_DIRECTIONS FOR THIS TASK_
Your answer should be the lines below from the one with "Where can the stone ledge" to the one with "Where can the carved stone scroll", both included, given again exactly and with nothing added.
════════════════
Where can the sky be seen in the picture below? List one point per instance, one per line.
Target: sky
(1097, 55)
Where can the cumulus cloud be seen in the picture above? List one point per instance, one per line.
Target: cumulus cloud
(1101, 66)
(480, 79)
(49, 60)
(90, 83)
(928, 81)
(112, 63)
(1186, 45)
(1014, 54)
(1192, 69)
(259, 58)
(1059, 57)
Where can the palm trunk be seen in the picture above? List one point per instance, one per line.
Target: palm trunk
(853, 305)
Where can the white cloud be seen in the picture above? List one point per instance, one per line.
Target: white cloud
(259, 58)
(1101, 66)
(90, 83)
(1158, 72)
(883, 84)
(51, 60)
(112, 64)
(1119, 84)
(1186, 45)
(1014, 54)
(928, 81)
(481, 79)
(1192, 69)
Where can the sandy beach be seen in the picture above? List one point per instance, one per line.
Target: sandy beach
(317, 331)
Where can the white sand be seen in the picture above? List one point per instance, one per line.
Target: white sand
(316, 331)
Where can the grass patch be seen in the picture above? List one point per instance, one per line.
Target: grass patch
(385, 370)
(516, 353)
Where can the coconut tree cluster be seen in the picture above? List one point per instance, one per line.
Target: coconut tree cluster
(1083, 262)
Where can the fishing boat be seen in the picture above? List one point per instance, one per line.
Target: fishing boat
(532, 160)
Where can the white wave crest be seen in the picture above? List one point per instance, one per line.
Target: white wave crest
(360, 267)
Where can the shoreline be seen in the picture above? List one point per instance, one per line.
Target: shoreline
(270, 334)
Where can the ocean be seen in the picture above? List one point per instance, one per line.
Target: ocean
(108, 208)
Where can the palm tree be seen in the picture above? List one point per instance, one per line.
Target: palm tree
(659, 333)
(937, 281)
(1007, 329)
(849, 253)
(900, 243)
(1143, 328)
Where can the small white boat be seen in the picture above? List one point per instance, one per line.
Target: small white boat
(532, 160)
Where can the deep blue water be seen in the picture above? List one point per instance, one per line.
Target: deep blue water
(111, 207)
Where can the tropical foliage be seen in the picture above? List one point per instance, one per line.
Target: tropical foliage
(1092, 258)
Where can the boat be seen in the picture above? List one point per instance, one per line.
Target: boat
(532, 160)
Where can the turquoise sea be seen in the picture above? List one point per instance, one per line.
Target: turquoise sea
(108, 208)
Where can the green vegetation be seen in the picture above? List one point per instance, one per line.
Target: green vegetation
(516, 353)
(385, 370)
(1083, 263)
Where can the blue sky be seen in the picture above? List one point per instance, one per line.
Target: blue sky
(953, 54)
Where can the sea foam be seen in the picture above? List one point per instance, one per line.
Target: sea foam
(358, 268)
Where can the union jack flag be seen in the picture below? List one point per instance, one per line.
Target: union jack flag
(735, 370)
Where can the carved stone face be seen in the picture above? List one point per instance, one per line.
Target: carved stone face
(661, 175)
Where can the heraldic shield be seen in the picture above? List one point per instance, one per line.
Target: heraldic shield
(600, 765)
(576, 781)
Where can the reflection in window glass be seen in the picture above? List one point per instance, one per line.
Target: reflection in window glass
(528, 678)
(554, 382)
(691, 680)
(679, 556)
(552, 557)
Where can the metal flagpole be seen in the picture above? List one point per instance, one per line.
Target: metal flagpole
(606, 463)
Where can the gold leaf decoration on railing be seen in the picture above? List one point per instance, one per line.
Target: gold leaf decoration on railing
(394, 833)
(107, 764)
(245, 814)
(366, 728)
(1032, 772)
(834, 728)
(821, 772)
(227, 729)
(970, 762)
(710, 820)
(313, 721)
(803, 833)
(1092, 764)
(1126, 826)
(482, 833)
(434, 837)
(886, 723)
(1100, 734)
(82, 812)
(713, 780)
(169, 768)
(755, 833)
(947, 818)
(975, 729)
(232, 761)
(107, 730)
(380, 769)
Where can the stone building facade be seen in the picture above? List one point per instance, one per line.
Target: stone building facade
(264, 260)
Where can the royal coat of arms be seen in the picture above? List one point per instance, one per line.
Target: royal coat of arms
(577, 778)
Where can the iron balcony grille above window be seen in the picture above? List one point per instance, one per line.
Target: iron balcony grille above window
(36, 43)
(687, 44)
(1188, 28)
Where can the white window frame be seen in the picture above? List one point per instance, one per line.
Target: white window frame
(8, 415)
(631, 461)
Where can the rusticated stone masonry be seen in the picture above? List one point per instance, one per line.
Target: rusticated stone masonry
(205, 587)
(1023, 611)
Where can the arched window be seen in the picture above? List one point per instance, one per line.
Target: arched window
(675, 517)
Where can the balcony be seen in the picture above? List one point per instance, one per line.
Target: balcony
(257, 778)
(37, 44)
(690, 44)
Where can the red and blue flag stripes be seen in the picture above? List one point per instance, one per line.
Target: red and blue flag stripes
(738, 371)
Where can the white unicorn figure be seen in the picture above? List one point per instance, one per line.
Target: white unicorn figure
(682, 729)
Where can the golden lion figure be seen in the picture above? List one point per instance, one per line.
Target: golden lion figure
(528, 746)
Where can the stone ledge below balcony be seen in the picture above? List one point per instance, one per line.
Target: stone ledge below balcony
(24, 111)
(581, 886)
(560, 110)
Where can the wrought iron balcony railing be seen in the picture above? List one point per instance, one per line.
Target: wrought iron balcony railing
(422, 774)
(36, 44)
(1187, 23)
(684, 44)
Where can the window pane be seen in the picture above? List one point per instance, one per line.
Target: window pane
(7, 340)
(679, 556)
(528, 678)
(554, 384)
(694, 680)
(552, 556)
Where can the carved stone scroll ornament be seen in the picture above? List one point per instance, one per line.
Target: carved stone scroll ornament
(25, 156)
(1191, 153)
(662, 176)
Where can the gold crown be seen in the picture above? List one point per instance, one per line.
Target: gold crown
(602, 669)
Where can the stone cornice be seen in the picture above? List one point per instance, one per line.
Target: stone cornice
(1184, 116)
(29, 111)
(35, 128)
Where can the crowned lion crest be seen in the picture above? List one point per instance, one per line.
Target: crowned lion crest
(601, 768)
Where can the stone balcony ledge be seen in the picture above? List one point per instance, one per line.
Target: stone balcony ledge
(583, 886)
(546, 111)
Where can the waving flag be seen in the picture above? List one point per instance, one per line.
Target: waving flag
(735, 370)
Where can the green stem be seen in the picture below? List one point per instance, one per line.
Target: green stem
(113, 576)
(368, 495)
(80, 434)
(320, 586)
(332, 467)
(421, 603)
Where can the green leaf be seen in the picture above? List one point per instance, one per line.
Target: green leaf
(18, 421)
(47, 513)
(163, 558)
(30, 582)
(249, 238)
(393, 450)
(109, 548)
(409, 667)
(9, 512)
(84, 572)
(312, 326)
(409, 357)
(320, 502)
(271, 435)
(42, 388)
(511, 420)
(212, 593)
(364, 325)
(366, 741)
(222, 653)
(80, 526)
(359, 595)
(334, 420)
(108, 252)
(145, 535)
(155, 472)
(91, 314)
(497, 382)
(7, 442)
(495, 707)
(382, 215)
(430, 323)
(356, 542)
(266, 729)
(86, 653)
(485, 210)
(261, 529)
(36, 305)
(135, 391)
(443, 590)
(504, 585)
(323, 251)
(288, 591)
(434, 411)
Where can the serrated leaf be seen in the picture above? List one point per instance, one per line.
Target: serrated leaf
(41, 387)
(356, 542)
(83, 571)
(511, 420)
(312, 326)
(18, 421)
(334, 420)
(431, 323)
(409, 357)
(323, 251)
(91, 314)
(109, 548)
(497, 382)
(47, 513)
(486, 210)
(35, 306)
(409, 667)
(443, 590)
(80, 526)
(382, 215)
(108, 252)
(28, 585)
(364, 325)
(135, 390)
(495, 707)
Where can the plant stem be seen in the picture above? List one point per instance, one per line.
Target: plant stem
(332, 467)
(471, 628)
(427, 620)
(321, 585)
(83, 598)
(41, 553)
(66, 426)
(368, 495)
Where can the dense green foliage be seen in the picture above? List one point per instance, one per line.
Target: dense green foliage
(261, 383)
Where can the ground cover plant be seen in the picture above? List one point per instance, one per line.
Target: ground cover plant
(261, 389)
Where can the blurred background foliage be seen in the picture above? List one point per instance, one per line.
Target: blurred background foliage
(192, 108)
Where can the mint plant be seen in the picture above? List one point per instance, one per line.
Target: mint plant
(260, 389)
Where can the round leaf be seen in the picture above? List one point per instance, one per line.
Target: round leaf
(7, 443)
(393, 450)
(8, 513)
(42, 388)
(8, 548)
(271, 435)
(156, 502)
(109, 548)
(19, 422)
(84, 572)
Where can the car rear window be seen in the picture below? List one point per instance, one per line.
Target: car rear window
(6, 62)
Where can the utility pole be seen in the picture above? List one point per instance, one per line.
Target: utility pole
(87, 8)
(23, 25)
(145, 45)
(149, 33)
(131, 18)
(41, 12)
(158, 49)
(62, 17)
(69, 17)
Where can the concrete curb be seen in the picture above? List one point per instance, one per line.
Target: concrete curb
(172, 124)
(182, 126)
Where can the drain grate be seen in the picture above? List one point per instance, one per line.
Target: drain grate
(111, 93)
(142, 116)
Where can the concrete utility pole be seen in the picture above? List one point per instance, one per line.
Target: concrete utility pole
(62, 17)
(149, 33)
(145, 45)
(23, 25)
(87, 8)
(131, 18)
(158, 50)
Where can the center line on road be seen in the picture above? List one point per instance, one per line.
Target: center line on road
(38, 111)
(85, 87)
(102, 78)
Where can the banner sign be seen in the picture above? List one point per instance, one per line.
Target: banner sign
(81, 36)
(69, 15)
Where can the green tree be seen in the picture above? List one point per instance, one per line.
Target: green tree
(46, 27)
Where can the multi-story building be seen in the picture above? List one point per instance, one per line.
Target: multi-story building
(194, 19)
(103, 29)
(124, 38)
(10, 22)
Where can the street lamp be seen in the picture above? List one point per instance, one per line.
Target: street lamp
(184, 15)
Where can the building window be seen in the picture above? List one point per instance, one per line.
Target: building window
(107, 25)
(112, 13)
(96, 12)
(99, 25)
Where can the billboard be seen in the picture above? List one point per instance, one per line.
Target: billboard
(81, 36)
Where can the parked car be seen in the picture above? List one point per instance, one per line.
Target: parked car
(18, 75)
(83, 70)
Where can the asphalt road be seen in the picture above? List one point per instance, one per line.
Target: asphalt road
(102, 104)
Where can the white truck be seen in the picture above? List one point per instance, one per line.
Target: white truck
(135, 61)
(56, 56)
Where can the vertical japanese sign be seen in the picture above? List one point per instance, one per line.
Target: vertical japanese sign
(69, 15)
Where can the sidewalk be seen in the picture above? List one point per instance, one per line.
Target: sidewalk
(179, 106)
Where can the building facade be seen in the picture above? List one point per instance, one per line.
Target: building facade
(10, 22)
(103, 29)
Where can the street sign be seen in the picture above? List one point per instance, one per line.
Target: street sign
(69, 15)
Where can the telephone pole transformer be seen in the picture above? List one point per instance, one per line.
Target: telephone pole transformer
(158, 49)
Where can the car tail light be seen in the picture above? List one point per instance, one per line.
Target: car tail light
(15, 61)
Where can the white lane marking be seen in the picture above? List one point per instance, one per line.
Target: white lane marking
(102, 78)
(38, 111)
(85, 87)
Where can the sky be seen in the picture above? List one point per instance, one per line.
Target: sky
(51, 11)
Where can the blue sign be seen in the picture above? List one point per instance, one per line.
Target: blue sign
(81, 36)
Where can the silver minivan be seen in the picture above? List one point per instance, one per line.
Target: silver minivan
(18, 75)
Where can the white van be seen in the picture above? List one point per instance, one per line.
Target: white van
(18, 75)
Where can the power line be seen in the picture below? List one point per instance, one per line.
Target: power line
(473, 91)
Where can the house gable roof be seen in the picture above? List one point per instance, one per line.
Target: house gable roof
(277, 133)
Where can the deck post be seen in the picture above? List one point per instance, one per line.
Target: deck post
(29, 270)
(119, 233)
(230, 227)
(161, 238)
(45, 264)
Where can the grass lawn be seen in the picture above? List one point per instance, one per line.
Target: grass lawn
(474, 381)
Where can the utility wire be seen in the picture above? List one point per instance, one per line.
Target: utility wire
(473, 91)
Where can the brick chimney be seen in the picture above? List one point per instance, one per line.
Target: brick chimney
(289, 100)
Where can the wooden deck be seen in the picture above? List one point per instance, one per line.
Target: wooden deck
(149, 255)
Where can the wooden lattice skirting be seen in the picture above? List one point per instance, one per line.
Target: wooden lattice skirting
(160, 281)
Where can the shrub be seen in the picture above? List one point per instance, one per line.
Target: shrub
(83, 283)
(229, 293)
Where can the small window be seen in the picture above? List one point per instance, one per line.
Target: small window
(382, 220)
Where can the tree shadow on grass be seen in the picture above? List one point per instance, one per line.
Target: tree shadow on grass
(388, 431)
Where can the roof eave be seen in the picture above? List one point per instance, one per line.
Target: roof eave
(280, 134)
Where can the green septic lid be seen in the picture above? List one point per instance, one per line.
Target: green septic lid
════════════════
_EXERCISE OUTPUT_
Where can the stone ledge below balcony be seen in the picture above? List one point per instance, one per line.
Target: stone ledge below balcony
(24, 111)
(581, 886)
(560, 110)
Where can the wrought iron balcony railing be seen in the picture above? List one point per instance, one per line.
Target: wrought iron balcony railing
(422, 774)
(36, 44)
(1187, 23)
(684, 44)
Where can the window pane be seen in the picture above? List one point per instance, one per line.
Target: window pane
(7, 340)
(679, 556)
(528, 678)
(554, 384)
(694, 680)
(552, 556)
Where can the carved stone scroll ornament be seen in the picture above? List one point per instance, one per line.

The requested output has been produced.